- SOURCE EXTRACT
===
Genesis 4: 17, 25, 26; 5: 21–24

The teaching of these sections of Scripture is well known to us, beloved brethren, as to the two lines; there is the line of faith, but then there is the line which springs from Cain that is not marked by faith. We know that Cain, when he sought to approach God, was not marked by faith; he was marked by human efforts. The result of Cain’s course is a solemn one; he goes from one thing to another; he slays his brother, he goes out from the presence of God, then he builds a city. Cain goes on as if nothing had happened, as if everything was all right; he builds this city and names it after his son Enoch. Things went on in Cain’s line which in themselves were not evil; there was a good deal of activity, work, music, and so on. Those things in themselves are not wrong, but it was all away from God. It seems to develop into an arrogant line in Lemech, a very boastful man; that is what marks this world’s system as away from God.

I do not want to dwell on that, but another line develops. Abel was on the line of faith, but he was slain, and “Adam knew his wife again, and she bore a son, and called his name Seth—

For God has appointed me another seed instead of Abel, because Cain has slain him. And to Seth, to him also was born a son; and he called his name Enosh”, that means ‘Man, as weak mortal’. What a different line that was, beloved brethren, the recognition of man as weak and mortal. “Then people began to call on the name of Jehovah”. They recognized their position as one of weakness. It is like the believer going through those experiences in Romans. In Romans 6 and 7 he realizes the weakness, the incorrigibility, of the flesh, but he can “call upon Jehovah”.

That leads to something, and it is Enoch that I wanted to speak of. This is not the Enoch in Cain’s world, no, it is a different man entirely. This is a man who walked with God. There is great compensation in being apart from Cain’s world and what marks it; there is great compensation in walking with God. Enoch, I believe, was a man who was delivered, he was delivered from himself. It says he was the seventh from Adam (Jude 17), that is, on the line of Seth, meaning that there is some result from this exercise of calling upon the name of Jehovah, as realizing what our true position is. Here is a man who is in deliverance; deliverance from himself; deliverance from the world; one who is walking in the power of the Spirit typically, relying upon the Spirit of God. To walk with God would involve that, beloved brethren, that we find power and resource in the Holy Spirit.

I wanted to draw attention to this to seek to make it attractive to us—to walk with God.

Enoch would enjoy God’s company and God would enjoy his; God enjoyed it so much that He translated him. It

says in Hebrews that “before his translation he has the testimony that he had pleased God”

(Hebrews 11: 5). We are on the eve of translation, beloved brethren. I wonder if we all have that testimony before our translation that we please God, and do not please ourselves. If we are to walk and please God it means that in some sense we walk as Jesus walked, the One that pleased not Himself, but always did those things that were pleasing to the Father. It is possible in the power of the Holy Spirit to walk and please God, and to have God’s approval.

I just commend this; this is something to be known, it is something to be enjoyed. I am sure Enoch did not have any regrets at not going along the line of Cain and his world. He walked with God and he had the assurance that he was pleasing to Him.

Well, beloved brethren, I just commend this to us, to be apart from things here, but to move in the power of the Spirit; to enjoy God’s love and to answer to it. The Holy Spirit initially sheds abroad in our hearts the love of God, but He is the power for the enjoyment of our relationship with God. Well, I feel the challenge of it, but in any little measure that I have experienced it I know the enjoyment of it, and may we all know it in an increased way, in the Lord’s name.
===
- SOURCE INFORMATION

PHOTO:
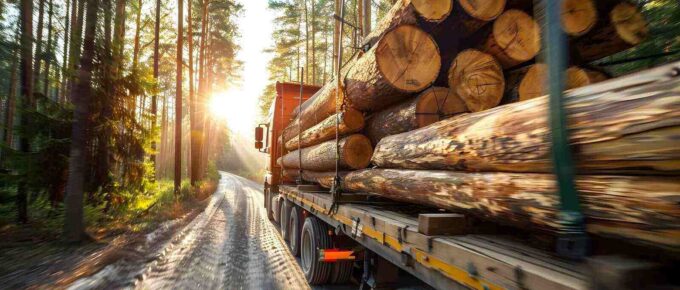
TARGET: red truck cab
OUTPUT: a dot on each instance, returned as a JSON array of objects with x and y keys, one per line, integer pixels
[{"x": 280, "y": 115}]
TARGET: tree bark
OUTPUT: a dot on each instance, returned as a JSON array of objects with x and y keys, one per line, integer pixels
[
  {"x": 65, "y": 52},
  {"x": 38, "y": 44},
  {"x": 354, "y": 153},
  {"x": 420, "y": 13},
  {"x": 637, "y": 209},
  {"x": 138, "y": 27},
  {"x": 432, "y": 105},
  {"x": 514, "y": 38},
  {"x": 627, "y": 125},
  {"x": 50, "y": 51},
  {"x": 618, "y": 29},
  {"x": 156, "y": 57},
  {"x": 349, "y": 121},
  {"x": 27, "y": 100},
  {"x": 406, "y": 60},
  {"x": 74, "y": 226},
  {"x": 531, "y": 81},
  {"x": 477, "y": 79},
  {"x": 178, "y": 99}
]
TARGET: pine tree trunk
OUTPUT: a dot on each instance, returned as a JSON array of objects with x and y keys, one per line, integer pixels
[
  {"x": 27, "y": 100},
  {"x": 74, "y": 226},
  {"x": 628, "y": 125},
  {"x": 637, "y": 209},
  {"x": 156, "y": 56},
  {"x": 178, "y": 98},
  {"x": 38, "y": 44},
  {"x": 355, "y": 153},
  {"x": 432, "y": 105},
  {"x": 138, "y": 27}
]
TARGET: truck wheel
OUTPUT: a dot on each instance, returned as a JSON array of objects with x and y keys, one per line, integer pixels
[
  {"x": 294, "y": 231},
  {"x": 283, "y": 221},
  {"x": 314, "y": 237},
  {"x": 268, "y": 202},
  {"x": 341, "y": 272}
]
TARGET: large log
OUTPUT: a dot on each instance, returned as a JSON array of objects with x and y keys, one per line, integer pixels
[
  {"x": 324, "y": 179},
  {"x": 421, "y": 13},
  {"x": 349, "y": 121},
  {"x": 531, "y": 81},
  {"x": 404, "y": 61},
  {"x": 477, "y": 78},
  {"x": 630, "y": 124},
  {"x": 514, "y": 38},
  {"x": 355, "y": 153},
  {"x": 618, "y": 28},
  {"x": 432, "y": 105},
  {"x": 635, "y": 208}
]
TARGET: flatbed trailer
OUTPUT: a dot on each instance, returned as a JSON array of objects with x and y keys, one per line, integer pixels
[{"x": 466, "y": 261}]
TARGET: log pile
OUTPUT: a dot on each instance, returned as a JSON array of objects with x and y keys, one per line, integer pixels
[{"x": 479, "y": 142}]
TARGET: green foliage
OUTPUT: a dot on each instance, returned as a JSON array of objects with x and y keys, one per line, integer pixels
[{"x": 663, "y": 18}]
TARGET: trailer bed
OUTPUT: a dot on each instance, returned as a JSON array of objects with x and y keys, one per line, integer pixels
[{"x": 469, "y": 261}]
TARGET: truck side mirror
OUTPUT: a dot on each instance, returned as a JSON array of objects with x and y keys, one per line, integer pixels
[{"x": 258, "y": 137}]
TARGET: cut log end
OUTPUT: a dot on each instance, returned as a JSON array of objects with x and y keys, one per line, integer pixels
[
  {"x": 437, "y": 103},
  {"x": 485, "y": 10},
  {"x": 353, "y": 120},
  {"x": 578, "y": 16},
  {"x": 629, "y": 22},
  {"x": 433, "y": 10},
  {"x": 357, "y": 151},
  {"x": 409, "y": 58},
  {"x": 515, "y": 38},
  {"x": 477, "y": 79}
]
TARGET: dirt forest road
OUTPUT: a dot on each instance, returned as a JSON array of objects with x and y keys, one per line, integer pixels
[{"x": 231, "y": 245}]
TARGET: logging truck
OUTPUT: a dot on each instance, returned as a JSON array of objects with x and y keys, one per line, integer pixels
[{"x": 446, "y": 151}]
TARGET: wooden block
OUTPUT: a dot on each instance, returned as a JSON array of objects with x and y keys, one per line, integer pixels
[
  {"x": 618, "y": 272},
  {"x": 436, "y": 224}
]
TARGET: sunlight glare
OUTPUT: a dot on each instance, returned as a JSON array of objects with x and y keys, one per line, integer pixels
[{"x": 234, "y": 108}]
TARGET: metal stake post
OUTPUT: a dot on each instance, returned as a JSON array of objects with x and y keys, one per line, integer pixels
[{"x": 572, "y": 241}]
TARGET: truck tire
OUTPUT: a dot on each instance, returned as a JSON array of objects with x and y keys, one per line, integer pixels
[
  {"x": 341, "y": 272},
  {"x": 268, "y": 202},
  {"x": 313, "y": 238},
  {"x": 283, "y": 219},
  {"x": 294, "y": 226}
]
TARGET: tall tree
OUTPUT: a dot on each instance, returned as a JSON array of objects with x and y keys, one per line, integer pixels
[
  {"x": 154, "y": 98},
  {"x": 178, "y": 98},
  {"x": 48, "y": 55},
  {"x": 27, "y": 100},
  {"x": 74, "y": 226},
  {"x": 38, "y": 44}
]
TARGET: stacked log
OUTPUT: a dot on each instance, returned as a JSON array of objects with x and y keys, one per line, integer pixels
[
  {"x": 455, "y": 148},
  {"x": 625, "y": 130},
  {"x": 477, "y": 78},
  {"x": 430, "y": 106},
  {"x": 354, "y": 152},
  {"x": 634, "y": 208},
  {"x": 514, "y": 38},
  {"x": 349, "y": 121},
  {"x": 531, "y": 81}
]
===
- WORK REQUIRED
In the passage on Enoch, rewrite everything from "Well, beloved brethren, I" down to "the Lord’s name.", putting "weight" in place of "challenge". The material comes from a different source than the text.

- TASK RESULT
Well, beloved brethren, I just commend this to us, to be apart from things here, but to move in the power of the Spirit; to enjoy God’s love and to answer to it. The Holy Spirit initially sheds abroad in our hearts the love of God, but He is the power for the enjoyment of our relationship with God. Well, I feel the weight of it, but in any little measure that I have experienced it I know the enjoyment of it, and may we all know it in an increased way, in the Lord’s name.